▶ [Given problem]: Please copy the rows from the beginning through the line containing "POLYGON ((114 152, 137", keeping every character unchanged.

▶ [Dataset extract]:
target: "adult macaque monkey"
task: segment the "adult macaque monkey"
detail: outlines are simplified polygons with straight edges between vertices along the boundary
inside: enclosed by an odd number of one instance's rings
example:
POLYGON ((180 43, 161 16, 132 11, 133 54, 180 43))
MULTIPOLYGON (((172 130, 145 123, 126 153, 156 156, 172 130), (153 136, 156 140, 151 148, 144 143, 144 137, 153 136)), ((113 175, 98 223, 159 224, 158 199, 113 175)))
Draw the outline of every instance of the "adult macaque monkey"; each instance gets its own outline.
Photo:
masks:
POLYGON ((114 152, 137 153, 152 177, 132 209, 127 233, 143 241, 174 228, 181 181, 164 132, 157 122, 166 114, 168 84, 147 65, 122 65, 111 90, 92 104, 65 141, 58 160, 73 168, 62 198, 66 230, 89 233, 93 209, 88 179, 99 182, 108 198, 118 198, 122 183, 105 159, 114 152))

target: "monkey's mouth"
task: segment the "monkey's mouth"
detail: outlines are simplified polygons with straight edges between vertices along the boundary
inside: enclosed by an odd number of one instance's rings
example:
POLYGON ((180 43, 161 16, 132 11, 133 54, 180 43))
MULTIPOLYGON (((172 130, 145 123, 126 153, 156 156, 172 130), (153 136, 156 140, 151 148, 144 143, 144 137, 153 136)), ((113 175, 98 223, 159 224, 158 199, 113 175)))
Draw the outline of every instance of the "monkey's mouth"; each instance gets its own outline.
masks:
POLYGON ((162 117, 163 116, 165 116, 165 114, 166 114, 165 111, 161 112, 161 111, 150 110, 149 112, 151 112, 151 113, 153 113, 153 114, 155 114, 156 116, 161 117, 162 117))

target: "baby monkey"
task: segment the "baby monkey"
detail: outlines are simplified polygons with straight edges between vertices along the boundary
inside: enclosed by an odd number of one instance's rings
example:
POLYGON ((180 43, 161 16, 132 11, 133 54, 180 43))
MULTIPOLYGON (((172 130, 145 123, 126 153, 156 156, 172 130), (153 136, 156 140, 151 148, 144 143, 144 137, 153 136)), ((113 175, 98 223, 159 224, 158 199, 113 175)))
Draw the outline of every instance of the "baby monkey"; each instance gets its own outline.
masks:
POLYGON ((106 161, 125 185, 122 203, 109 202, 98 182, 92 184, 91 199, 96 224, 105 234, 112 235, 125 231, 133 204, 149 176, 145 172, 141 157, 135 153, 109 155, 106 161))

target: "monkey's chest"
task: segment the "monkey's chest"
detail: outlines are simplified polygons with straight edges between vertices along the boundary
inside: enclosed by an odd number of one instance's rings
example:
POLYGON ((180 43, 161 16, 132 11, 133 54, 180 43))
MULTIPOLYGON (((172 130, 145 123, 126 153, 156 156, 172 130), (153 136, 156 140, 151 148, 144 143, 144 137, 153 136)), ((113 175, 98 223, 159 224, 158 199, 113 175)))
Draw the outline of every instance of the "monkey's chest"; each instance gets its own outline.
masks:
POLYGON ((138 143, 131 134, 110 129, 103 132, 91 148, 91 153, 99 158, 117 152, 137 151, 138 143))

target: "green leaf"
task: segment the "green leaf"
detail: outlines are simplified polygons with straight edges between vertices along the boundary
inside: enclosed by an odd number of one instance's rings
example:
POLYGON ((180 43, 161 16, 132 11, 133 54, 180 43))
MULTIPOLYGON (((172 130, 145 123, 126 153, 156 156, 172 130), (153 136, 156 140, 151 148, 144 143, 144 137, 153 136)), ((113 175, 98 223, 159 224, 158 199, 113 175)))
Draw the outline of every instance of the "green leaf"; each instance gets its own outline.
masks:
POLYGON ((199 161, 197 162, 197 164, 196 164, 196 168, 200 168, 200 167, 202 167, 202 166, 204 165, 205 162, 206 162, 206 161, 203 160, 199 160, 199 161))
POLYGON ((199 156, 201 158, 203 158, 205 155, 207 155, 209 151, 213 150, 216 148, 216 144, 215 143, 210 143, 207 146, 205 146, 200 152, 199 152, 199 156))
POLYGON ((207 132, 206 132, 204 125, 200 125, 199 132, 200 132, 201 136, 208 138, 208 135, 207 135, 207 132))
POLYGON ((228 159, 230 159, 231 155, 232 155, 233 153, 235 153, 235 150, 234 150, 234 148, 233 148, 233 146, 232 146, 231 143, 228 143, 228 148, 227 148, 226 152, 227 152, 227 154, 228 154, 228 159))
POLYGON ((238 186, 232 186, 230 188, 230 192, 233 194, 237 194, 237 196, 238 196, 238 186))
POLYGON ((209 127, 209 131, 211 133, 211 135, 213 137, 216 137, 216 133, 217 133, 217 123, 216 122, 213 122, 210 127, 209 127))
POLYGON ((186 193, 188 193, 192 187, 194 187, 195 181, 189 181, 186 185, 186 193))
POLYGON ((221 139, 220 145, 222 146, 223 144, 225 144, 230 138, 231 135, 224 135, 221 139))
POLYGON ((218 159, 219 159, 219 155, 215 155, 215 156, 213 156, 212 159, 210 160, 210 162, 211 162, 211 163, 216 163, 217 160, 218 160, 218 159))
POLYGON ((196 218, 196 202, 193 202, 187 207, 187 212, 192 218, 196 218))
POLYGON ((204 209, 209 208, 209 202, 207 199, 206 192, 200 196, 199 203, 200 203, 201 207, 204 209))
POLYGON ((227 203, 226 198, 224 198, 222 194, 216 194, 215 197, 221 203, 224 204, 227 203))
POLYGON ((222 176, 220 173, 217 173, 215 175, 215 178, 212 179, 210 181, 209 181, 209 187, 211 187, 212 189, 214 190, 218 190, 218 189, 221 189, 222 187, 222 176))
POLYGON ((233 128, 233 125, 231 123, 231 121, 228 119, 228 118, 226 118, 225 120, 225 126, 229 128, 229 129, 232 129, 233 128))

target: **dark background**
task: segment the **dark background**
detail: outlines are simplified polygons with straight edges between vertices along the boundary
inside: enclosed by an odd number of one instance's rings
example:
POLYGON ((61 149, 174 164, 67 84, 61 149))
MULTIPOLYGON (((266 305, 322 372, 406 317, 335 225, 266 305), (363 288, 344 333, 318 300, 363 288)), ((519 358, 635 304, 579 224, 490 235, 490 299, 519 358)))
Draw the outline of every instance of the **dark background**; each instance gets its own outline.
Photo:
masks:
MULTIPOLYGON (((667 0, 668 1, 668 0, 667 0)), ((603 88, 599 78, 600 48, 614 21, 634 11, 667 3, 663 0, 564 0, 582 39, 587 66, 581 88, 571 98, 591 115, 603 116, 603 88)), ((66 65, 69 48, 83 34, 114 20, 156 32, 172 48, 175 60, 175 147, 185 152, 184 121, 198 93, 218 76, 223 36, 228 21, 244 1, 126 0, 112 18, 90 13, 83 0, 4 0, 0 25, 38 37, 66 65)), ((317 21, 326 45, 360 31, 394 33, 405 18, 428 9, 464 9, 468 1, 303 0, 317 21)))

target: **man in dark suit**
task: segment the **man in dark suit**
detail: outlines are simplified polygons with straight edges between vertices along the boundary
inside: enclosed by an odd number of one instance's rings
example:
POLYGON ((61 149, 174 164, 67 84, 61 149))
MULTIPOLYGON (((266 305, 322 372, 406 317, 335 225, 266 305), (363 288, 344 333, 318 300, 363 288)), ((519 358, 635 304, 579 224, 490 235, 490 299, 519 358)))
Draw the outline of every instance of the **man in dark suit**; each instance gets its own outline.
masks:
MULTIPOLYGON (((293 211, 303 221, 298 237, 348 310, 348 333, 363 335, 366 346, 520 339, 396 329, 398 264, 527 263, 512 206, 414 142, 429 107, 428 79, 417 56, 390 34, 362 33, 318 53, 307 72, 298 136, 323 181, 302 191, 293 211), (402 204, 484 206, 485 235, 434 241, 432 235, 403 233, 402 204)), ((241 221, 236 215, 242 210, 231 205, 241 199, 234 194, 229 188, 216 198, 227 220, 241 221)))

▶ [Result]:
target: "adult macaque monkey"
task: segment the "adult macaque monkey"
detail: outlines are simplified polygons with straight edges between vertices along the boundary
inside: enclosed by an odd number of one instance's rings
example:
POLYGON ((180 43, 161 16, 132 11, 133 54, 180 43))
MULTIPOLYGON (((172 130, 145 123, 126 153, 156 156, 172 130), (153 136, 156 140, 151 148, 144 143, 144 137, 153 136)), ((113 175, 98 223, 159 224, 158 199, 113 175)))
Draw the outline of every instance of the "adult macaque monkey"; each instance gets its own outline.
Photo:
masks:
POLYGON ((114 152, 137 153, 152 177, 132 209, 127 233, 143 241, 174 228, 181 181, 164 132, 157 122, 166 114, 168 84, 147 65, 122 65, 111 90, 92 104, 65 141, 58 160, 73 168, 62 198, 66 230, 89 233, 93 209, 88 179, 99 182, 108 198, 118 198, 122 183, 105 159, 114 152))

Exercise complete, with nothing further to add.